Task requirements → Copy all of the data below line for line, changing no character.

Stored items
Begin

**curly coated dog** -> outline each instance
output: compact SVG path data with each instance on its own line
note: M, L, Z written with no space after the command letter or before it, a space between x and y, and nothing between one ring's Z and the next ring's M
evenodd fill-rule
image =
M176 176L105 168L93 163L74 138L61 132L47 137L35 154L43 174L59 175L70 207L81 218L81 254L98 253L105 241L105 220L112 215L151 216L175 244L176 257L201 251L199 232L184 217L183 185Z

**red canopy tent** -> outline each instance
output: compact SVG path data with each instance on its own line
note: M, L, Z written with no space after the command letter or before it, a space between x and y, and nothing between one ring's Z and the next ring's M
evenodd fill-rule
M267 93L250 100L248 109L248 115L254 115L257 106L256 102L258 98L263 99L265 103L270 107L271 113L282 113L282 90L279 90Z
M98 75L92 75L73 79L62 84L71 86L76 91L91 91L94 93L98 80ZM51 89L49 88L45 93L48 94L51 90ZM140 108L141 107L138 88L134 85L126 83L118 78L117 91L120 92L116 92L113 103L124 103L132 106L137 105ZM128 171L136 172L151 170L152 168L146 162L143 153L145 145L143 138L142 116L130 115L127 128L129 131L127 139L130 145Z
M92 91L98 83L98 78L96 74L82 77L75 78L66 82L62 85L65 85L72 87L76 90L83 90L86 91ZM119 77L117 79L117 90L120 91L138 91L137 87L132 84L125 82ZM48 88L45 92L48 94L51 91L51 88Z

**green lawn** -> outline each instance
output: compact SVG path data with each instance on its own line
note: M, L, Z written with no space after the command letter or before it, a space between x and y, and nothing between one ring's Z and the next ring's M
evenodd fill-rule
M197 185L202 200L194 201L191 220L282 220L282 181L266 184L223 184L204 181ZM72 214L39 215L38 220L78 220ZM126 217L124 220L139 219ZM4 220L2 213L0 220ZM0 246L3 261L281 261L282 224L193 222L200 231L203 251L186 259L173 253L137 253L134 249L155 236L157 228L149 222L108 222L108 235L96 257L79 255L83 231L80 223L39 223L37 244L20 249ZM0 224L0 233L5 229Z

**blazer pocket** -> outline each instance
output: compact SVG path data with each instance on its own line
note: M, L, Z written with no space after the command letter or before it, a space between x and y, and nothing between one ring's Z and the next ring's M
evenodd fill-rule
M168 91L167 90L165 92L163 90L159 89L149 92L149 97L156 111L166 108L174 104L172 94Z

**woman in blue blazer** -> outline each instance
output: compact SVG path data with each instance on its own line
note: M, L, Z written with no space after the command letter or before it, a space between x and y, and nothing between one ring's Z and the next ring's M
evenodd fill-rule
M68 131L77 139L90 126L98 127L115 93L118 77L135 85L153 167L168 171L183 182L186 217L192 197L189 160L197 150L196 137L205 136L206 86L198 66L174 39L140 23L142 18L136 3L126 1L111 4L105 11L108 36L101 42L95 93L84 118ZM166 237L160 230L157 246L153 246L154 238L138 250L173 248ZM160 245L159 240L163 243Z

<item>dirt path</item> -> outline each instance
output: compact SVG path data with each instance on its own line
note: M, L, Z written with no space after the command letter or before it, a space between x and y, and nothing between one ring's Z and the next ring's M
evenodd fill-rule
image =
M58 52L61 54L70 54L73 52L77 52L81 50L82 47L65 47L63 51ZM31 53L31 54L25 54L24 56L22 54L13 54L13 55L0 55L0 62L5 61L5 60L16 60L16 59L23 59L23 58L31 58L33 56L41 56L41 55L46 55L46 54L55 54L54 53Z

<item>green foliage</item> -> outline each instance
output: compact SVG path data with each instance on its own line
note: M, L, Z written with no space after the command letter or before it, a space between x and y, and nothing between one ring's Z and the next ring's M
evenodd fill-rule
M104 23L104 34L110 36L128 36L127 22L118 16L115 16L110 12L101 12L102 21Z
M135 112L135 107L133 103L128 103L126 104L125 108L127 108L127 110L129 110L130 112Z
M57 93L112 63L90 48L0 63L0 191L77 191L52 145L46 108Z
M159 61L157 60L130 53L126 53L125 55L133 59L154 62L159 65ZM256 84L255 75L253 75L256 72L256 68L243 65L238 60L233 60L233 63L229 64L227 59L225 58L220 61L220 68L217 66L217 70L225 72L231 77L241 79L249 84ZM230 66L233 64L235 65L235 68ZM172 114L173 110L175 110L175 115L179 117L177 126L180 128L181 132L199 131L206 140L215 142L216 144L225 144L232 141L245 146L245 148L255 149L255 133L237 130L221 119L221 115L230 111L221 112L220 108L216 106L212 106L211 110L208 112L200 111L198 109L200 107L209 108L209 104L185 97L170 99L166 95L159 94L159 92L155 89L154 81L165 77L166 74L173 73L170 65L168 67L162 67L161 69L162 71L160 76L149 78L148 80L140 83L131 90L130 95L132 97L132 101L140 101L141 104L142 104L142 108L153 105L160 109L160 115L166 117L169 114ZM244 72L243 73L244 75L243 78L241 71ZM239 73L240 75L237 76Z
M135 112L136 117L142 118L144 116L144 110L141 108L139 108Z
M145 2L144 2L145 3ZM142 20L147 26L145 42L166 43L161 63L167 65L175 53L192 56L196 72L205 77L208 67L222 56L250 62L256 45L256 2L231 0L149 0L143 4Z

End

Final answer →
**curly coated dog** -> outline each instance
output: compact SVG path data with each instance on its own line
note: M, L, Z written with no space after the command letter or before it, a space between x and y, and nothing between one ring's Z and the next ring's M
evenodd fill-rule
image =
M176 176L105 168L93 163L74 138L61 132L47 137L35 154L43 174L59 175L70 207L81 218L81 254L98 253L105 241L105 220L112 215L151 216L175 244L176 257L201 251L199 232L184 217L183 185Z

**red canopy tent** -> outline each instance
output: compact SVG path data with each instance on its own line
note: M, L, Z written with no space after the command letter or before it, a space between x and y, and nothing between one ring's Z and the next ring's M
evenodd fill-rule
M267 93L250 100L248 109L248 115L254 115L257 106L256 102L258 98L263 99L265 103L270 107L271 113L282 113L282 90L279 90Z
M98 75L92 75L73 79L62 84L71 86L76 91L91 91L94 93L98 80ZM51 89L49 88L45 93L48 94L51 90ZM140 108L141 107L138 88L134 85L126 83L118 78L117 91L120 92L116 92L113 103L124 103L132 106L137 105ZM128 171L136 172L151 170L152 168L146 162L143 153L145 145L143 138L142 116L130 115L127 128L129 131L127 139L130 145Z
M92 91L98 83L98 78L96 74L82 77L75 78L66 82L62 85L65 85L72 87L76 90L83 90L86 91ZM119 77L117 79L117 90L120 91L138 91L137 87L132 84L125 82ZM48 88L45 92L48 94L51 91L51 88Z

**green lawn** -> outline each instance
output: compact SVG path data with each instance on its own line
note: M, L, Z written with no space after the command letter or before it, a space between x and y, and nothing between one ring's Z and the next ring's M
evenodd fill-rule
M197 185L202 200L194 201L191 220L282 220L282 181L266 184L223 184L204 181ZM72 214L39 215L38 220L78 220ZM126 217L124 220L139 219ZM4 220L2 213L0 220ZM0 246L3 261L281 261L282 224L193 222L200 231L203 251L186 259L173 253L137 253L134 249L155 236L157 228L149 222L108 222L108 235L96 257L79 255L83 231L80 223L39 223L37 244L20 249ZM0 224L0 233L5 229Z

**blazer pocket** -> outline each instance
output: compact SVG path data with each instance on its own line
note: M, L, Z written with no space after the command letter or before it, a space between x and y, and nothing between one ring's Z and the next ring's M
evenodd fill-rule
M168 91L167 90L165 92L163 90L159 89L149 92L149 97L156 111L166 108L174 104L172 94Z

**woman in blue blazer** -> outline each instance
output: compact SVG path data with each instance on its own line
note: M, L, Z written with no space after the command letter or before it, a space between x and y, and nothing between one ring's Z and the next ring's M
evenodd fill-rule
M68 131L77 139L90 126L98 127L115 93L118 77L135 85L153 167L168 171L183 182L186 217L192 197L189 160L197 150L196 137L205 136L206 86L198 66L174 39L140 23L142 18L136 3L126 1L111 4L105 11L108 36L101 42L95 93L84 118ZM166 237L160 230L157 246L153 246L154 238L138 250L173 248ZM160 245L159 240L163 243Z

<item>dirt path</item> -> outline each instance
output: compact SVG path data with each instance on its own line
note: M, L, Z written with no space after the command letter or before it, a space between x and y, and nothing between one ring's Z and the next ring's M
evenodd fill-rule
image =
M58 52L61 54L70 54L73 52L77 52L81 50L82 47L65 47L63 51ZM31 53L31 54L25 54L24 56L22 54L13 54L13 55L0 55L0 62L5 61L5 60L16 60L16 59L23 59L23 58L31 58L33 56L41 56L41 55L46 55L46 54L55 54L54 53Z

<item>green foliage</item> -> outline each instance
output: compact SVG path data with each instance on its own line
note: M, L, Z written with no space after the command letter or before it, a space between x and y, and nothing between one ring's Z and the next ring's M
evenodd fill-rule
M104 23L104 34L110 36L128 36L127 22L118 16L115 16L110 12L101 12L102 21Z
M135 112L135 107L133 103L128 103L126 104L125 108L127 108L127 110L129 110L130 112Z
M57 93L112 63L90 48L0 63L0 191L77 191L52 145L46 108Z
M159 61L157 60L130 53L126 53L125 55L133 59L154 62L159 65ZM256 84L255 75L253 75L256 72L256 68L243 65L238 60L233 60L233 63L229 64L227 59L225 58L220 61L220 68L217 66L217 70L225 72L231 77L241 79L249 84ZM230 66L233 64L235 65L235 68ZM172 114L173 110L175 110L175 115L179 117L177 126L180 128L181 132L199 131L206 140L215 142L216 144L225 144L232 141L245 146L245 148L255 149L255 133L237 130L221 119L221 115L230 111L221 112L220 108L216 106L212 106L211 110L208 112L200 111L198 109L200 107L209 108L209 104L185 97L170 99L166 95L159 94L159 92L155 89L154 81L165 77L166 74L173 73L170 65L168 67L162 67L161 69L162 71L160 76L149 78L148 80L140 83L131 90L130 95L132 97L132 101L140 101L141 104L142 104L142 108L153 105L160 109L160 115L166 117L169 114ZM244 72L243 73L244 75L243 78L241 71ZM239 73L240 75L237 76Z
M135 112L136 117L142 118L144 116L144 110L141 108L139 108Z
M145 2L144 2L145 3ZM142 20L147 26L145 42L166 43L161 63L167 65L175 53L192 56L196 72L205 77L208 67L222 56L250 62L256 45L256 2L231 0L149 0L143 4Z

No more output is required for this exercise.